▶ EXCERPT PROVIDED:

________

- League: United States Hockey League
- Sport: Ice hockey
- Games: 51–48
- Teams: 7

Regular season
- Season champions: Waterloo Black Hawks

Clark Cup Playoffs
- Finals champions: Waterloo Black Hawks

USHL seasons
- ← 1977–781979–80 →

= 1978–79 USHL season =

The 1978–79 USHL season was the 18th season of the United States Hockey League as a senior league. The Waterloo Black Hawks won the regular season championship and the Clark Cup as postseason champions.

==League changes==
Due in part to the collapse of the Midwest Junior Hockey League in 1977, the USHL began making plans to switch from being a senior hockey league to junior hockey. With the Austin Mavericks, Bloomington Junior Stars and St. Paul Vulcans already only using players from ages 16 and 20, the teams in the US Conference, would operate as semi-professional for this final season before becoming junior teams in 1979.

==Member changes==
- The Anoka Nordiques joined the league as an expansion franchise and operated as a junior team.

________

▶ DATA SHOWN:
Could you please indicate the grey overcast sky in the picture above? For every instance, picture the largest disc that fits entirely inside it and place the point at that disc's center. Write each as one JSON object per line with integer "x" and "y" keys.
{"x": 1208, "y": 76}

________

▶ STATED GOAL 1:
Can you repeat the stretch of the 1978–79 USHL season article from "The 1978–79 USHL" through "a junior team."?
▶ STATED GOAL 2:
According to the 1978–79 USHL season article, which team joined the league as an expansion franchise?
The material is separate from the 1978–79 USHL season article.

▶ CORRECT RESULT 1:
The 1978–79 USHL season was the 18th season of the United States Hockey League as a senior league. The Waterloo Black Hawks won the regular season championship and the Clark Cup as postseason champions.

==League changes==
Due in part to the collapse of the Midwest Junior Hockey League in 1977, the USHL began making plans to switch from being a senior hockey league to junior hockey. With the Austin Mavericks, Bloomington Junior Stars and St. Paul Vulcans already only using players from ages 16 and 20, the teams in the US Conference, would operate as semi-professional for this final season before becoming junior teams in 1979.

==Member changes==
- The Anoka Nordiques joined the league as an expansion franchise and operated as a junior team.

▶ CORRECT RESULT 2:
The Anoka Nordiques.